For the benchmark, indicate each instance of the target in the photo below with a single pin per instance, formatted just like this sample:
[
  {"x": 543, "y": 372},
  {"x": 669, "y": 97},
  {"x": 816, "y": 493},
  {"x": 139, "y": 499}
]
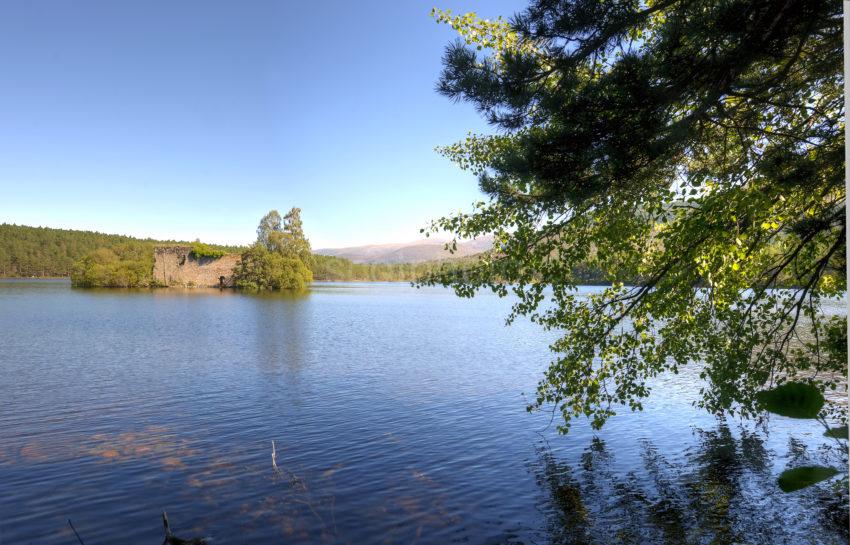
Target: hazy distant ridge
[{"x": 410, "y": 252}]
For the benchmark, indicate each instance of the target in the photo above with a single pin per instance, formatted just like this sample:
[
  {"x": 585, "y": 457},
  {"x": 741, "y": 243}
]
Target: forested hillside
[{"x": 43, "y": 251}]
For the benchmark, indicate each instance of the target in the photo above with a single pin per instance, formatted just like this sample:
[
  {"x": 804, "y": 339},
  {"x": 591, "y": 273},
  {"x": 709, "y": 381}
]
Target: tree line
[{"x": 118, "y": 260}]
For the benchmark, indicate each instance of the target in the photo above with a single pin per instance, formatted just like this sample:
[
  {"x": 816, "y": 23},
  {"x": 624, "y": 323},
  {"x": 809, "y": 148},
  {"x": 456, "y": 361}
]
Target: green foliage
[
  {"x": 124, "y": 265},
  {"x": 693, "y": 154},
  {"x": 201, "y": 250},
  {"x": 279, "y": 259},
  {"x": 792, "y": 399},
  {"x": 801, "y": 477},
  {"x": 262, "y": 269},
  {"x": 41, "y": 251}
]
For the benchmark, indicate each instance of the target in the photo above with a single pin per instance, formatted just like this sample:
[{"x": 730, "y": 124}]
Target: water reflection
[
  {"x": 721, "y": 492},
  {"x": 281, "y": 325}
]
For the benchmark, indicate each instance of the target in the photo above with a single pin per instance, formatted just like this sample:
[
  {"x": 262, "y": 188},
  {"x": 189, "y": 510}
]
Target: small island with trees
[{"x": 280, "y": 259}]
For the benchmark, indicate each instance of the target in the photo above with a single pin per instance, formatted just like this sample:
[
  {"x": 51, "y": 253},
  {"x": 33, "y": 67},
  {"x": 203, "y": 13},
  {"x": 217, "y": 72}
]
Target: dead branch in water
[{"x": 171, "y": 539}]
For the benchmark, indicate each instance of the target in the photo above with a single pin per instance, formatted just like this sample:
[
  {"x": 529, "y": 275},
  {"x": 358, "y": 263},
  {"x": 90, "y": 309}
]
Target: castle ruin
[{"x": 177, "y": 266}]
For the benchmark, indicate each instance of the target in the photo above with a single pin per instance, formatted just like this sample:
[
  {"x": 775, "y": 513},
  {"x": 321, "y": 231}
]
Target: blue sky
[{"x": 191, "y": 119}]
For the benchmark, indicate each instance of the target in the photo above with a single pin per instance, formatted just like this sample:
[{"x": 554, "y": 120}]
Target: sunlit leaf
[
  {"x": 792, "y": 399},
  {"x": 801, "y": 477}
]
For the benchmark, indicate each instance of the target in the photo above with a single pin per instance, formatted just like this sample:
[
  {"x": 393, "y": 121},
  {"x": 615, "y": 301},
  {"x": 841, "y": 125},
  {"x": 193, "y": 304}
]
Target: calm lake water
[{"x": 398, "y": 416}]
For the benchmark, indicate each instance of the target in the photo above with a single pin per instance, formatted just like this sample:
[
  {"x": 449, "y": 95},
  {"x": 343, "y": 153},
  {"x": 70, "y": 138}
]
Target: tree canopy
[
  {"x": 280, "y": 258},
  {"x": 692, "y": 151}
]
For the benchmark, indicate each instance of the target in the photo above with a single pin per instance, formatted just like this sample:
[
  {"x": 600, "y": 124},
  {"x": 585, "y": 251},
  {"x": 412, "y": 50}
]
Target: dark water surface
[{"x": 397, "y": 414}]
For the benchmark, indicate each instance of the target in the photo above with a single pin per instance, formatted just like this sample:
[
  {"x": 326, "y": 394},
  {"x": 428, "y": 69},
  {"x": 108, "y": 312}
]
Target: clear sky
[{"x": 191, "y": 119}]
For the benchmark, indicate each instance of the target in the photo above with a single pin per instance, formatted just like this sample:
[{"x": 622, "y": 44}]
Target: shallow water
[{"x": 398, "y": 416}]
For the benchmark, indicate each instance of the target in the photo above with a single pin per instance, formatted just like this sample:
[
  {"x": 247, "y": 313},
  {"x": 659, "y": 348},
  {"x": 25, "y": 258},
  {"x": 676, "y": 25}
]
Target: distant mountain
[{"x": 409, "y": 252}]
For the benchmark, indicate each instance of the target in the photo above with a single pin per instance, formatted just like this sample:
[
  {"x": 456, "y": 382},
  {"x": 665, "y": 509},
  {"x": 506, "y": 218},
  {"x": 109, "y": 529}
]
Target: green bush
[
  {"x": 126, "y": 265},
  {"x": 261, "y": 269},
  {"x": 200, "y": 250}
]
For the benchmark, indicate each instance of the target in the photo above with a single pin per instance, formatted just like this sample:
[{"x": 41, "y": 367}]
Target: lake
[{"x": 398, "y": 416}]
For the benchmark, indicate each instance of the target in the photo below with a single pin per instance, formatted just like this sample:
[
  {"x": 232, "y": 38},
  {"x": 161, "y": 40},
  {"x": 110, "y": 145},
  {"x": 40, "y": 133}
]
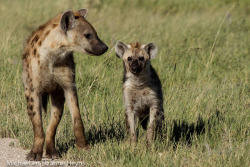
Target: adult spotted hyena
[
  {"x": 141, "y": 89},
  {"x": 49, "y": 69}
]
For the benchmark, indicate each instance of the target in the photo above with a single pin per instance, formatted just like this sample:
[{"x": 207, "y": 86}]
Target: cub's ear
[
  {"x": 67, "y": 21},
  {"x": 83, "y": 12},
  {"x": 151, "y": 50},
  {"x": 120, "y": 49}
]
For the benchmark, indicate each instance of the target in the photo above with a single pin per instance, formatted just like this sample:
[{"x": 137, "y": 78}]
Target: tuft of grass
[{"x": 205, "y": 78}]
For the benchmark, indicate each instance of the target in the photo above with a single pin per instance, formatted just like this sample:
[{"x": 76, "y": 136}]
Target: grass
[{"x": 203, "y": 63}]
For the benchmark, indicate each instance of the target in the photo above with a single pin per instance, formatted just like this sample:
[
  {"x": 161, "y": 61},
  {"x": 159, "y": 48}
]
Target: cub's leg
[
  {"x": 34, "y": 111},
  {"x": 156, "y": 118},
  {"x": 131, "y": 122},
  {"x": 57, "y": 99}
]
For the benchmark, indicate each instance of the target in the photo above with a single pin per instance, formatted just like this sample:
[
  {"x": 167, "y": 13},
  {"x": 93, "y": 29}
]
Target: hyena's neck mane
[{"x": 41, "y": 38}]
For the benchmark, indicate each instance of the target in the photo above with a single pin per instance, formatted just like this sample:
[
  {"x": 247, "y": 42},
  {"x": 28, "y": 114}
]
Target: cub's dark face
[
  {"x": 135, "y": 56},
  {"x": 135, "y": 60}
]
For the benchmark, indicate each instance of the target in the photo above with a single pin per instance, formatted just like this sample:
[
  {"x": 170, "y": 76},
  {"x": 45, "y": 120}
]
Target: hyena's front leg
[
  {"x": 57, "y": 99},
  {"x": 131, "y": 122},
  {"x": 34, "y": 111},
  {"x": 72, "y": 101},
  {"x": 156, "y": 118}
]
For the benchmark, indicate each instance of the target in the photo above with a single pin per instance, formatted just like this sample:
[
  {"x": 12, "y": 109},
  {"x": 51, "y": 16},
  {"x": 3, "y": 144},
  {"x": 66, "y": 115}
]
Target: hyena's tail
[
  {"x": 144, "y": 122},
  {"x": 45, "y": 98}
]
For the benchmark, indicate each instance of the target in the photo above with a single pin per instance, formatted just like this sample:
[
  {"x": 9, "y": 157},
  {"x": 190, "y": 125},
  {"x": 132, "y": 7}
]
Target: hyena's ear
[
  {"x": 151, "y": 49},
  {"x": 83, "y": 12},
  {"x": 120, "y": 49},
  {"x": 67, "y": 21}
]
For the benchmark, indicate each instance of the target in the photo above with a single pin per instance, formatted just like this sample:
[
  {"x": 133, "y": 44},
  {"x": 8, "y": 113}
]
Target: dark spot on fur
[
  {"x": 46, "y": 34},
  {"x": 34, "y": 40},
  {"x": 27, "y": 98},
  {"x": 31, "y": 99},
  {"x": 40, "y": 43},
  {"x": 30, "y": 113},
  {"x": 31, "y": 107},
  {"x": 54, "y": 25}
]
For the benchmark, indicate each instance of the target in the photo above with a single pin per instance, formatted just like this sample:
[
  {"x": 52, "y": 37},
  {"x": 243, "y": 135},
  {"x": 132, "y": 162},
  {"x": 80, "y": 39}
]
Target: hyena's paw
[
  {"x": 83, "y": 146},
  {"x": 52, "y": 154},
  {"x": 34, "y": 156}
]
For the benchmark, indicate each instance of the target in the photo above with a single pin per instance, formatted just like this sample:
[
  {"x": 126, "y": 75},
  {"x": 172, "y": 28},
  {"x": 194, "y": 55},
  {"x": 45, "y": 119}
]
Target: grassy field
[{"x": 203, "y": 63}]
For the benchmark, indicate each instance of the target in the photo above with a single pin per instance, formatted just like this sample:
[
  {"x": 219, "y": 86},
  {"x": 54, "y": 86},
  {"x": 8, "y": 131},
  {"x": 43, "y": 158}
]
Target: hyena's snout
[{"x": 135, "y": 67}]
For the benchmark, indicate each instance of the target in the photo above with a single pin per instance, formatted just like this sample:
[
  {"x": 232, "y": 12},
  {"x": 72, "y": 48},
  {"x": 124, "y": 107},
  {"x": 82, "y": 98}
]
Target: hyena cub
[
  {"x": 141, "y": 89},
  {"x": 49, "y": 70}
]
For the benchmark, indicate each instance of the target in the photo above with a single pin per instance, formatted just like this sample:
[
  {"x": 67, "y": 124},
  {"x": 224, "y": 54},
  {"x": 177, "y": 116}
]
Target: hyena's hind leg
[
  {"x": 156, "y": 119},
  {"x": 35, "y": 114},
  {"x": 57, "y": 99},
  {"x": 131, "y": 123}
]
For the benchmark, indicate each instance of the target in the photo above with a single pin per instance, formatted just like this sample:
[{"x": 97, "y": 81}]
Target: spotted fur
[
  {"x": 141, "y": 89},
  {"x": 49, "y": 70}
]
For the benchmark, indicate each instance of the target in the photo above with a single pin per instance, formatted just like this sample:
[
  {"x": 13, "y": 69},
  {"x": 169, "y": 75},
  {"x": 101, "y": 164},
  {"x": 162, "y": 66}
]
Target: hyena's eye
[
  {"x": 88, "y": 36},
  {"x": 141, "y": 58}
]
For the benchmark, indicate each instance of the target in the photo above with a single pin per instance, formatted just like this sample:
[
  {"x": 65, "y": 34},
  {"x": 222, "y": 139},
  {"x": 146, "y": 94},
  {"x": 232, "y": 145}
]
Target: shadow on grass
[
  {"x": 181, "y": 131},
  {"x": 97, "y": 134},
  {"x": 184, "y": 132}
]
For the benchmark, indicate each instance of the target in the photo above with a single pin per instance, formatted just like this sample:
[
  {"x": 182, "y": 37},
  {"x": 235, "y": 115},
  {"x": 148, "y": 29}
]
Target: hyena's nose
[{"x": 105, "y": 48}]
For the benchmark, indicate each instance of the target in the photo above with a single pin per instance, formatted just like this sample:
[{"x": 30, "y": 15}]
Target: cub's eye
[
  {"x": 141, "y": 58},
  {"x": 88, "y": 36}
]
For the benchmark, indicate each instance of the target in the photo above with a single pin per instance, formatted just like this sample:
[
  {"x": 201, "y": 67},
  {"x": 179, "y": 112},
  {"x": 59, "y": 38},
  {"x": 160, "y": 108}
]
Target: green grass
[{"x": 203, "y": 63}]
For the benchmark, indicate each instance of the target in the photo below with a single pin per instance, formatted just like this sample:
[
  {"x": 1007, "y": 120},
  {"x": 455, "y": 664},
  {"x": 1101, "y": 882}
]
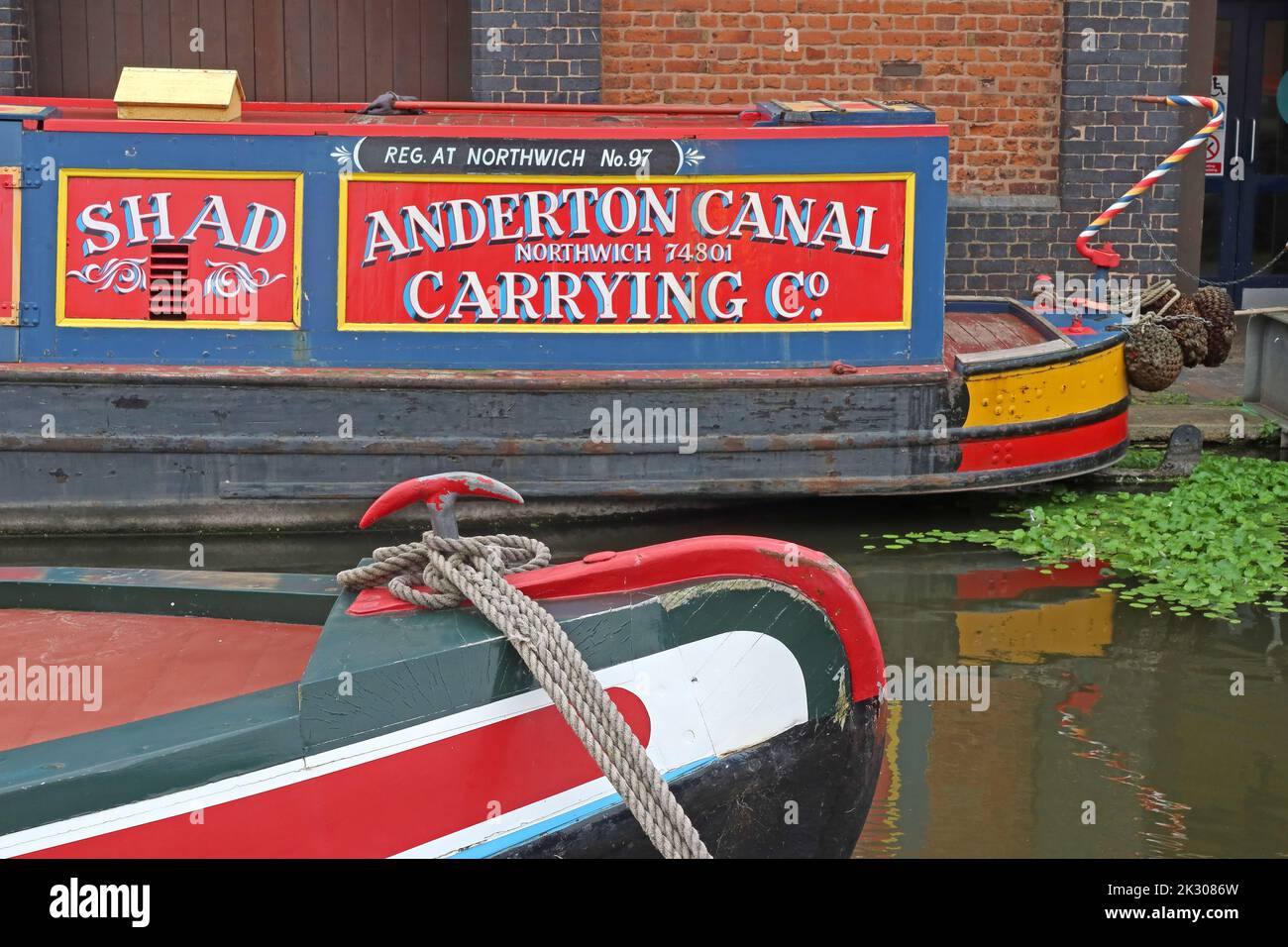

■ ■ ■ ■

**THE EXERCISE**
Please count how many lines in the entries above contain the word "green", and give only that number.

**TASK RESULT**
3